* Problem requirements: Below are the entries; return exactly the line with "Each instance of the background" and every later line, without anything else.

* The data:

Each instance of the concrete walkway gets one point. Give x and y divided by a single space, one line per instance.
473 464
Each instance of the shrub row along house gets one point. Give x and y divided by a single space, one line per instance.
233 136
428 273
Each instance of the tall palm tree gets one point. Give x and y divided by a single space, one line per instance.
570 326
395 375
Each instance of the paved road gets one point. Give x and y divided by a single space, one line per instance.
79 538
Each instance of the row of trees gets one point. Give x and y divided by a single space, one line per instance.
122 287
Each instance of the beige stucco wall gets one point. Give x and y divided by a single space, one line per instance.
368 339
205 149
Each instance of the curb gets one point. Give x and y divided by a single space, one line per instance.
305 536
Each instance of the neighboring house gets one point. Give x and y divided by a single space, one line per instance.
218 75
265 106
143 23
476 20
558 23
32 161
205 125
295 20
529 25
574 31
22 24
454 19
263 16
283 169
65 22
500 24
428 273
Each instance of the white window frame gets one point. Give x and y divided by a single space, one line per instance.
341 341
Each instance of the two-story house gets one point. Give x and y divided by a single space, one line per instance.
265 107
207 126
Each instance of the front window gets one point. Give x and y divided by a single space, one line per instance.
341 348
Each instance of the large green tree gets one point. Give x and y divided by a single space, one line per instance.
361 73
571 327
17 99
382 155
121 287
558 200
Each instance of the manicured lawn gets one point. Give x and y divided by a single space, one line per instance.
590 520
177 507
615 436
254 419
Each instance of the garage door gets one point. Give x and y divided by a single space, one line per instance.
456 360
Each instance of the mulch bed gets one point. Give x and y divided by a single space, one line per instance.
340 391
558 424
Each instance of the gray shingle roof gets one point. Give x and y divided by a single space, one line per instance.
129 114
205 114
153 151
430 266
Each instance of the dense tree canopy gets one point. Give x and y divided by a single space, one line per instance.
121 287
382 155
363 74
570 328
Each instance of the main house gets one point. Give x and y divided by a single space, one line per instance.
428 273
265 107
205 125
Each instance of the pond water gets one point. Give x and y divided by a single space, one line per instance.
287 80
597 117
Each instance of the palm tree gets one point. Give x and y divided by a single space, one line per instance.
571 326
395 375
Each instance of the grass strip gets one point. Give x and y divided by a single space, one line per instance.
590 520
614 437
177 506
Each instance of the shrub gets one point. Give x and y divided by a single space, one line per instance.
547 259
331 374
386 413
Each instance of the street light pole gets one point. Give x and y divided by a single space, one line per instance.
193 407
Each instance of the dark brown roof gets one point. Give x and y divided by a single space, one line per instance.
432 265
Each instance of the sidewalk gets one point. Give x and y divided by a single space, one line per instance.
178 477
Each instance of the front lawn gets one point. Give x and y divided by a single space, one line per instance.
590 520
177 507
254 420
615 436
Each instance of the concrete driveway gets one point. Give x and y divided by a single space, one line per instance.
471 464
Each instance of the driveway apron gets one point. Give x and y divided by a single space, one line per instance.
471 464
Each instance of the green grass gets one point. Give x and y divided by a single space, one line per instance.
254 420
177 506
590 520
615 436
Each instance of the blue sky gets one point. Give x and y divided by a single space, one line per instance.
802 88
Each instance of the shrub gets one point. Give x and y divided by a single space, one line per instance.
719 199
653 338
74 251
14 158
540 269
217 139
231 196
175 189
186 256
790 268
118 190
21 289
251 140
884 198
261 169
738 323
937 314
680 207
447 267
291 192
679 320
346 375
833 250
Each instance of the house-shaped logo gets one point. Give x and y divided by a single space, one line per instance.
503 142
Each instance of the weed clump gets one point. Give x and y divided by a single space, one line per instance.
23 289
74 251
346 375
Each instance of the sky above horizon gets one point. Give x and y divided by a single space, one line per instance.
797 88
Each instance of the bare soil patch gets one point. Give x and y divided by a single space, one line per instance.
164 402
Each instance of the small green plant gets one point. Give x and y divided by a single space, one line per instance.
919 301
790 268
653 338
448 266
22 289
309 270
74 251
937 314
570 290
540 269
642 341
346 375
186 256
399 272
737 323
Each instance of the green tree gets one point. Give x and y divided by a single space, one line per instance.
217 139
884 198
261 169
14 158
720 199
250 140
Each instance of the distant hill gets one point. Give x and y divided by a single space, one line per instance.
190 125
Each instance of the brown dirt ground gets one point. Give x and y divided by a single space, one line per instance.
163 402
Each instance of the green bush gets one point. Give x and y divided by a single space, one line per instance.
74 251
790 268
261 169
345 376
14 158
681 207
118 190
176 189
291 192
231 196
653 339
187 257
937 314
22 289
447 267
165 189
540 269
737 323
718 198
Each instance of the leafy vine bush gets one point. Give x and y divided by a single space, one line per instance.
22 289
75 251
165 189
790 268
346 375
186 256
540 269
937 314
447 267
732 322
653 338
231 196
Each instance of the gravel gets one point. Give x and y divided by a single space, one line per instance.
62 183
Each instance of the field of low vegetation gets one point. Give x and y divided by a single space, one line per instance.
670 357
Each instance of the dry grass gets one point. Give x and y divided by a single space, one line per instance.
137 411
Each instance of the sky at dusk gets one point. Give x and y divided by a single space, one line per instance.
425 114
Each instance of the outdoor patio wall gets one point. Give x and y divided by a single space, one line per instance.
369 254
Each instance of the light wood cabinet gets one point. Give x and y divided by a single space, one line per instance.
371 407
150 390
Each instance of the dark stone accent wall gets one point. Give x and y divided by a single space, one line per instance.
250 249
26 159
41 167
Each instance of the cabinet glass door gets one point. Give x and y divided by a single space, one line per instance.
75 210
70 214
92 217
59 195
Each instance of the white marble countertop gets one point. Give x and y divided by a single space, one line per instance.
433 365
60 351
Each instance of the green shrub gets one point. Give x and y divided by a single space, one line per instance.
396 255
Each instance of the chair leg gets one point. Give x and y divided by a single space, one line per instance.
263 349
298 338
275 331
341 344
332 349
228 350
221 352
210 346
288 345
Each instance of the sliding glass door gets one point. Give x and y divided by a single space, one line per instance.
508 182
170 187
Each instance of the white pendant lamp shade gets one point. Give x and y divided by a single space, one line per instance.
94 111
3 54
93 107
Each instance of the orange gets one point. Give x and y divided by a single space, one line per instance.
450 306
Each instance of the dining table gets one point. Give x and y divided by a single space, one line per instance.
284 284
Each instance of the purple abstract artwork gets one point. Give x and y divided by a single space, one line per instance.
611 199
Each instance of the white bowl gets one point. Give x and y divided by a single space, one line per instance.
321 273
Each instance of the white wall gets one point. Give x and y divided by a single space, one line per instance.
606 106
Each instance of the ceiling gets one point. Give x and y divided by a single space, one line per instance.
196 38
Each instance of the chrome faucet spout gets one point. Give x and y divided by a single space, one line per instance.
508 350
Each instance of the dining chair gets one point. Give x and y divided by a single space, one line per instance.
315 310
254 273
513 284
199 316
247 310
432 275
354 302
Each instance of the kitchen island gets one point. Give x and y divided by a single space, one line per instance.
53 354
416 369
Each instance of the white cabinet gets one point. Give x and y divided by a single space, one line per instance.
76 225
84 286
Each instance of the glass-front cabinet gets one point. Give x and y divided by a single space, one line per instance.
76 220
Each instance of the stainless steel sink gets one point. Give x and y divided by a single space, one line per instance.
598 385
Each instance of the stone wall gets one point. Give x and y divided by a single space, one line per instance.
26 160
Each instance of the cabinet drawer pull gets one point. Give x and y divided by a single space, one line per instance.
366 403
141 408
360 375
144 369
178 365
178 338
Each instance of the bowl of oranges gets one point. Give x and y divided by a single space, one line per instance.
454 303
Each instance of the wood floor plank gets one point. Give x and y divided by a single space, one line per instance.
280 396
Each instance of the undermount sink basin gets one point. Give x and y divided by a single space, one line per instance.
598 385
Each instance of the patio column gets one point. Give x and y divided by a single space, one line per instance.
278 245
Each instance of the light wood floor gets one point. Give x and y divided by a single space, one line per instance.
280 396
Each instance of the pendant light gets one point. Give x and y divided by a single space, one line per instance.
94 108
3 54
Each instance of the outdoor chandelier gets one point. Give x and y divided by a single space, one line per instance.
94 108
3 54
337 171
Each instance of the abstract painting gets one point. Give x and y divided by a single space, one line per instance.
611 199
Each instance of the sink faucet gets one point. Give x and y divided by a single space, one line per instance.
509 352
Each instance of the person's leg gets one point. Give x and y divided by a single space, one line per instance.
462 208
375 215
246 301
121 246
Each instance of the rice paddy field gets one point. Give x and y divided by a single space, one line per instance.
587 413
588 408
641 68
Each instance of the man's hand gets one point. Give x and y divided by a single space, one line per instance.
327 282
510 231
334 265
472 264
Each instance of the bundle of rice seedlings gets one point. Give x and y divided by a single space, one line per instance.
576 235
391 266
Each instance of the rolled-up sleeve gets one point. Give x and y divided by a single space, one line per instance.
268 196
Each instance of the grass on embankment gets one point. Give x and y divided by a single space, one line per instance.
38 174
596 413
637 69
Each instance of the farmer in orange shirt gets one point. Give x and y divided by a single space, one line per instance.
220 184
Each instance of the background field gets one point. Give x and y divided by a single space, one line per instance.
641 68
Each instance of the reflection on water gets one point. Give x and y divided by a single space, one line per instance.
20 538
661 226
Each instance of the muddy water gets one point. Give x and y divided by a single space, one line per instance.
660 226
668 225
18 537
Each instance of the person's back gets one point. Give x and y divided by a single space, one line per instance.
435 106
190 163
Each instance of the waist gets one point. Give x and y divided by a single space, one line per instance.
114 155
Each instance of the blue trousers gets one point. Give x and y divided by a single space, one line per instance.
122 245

* Result:
Each instance of the background field gets one point. Give x and y divided by a single space, one line per instance.
641 68
Each instance of the reflection on water gets one point. Give x and y divided by a single space, one line per instance.
20 538
661 226
Each instance of the muddy water gets one point. Give x and y divided by a single space, one line per instance.
660 226
668 225
18 537
Each instance of the person's back gets one point. Give x and y divided by a single space, one line per instance.
435 106
190 163
Each instance of the waist gets one point. Give x and y divided by a single space, one line per instance.
114 155
Each instance of the blue trousers gets one point. Give x and y divided by a single space, one line per instance.
122 245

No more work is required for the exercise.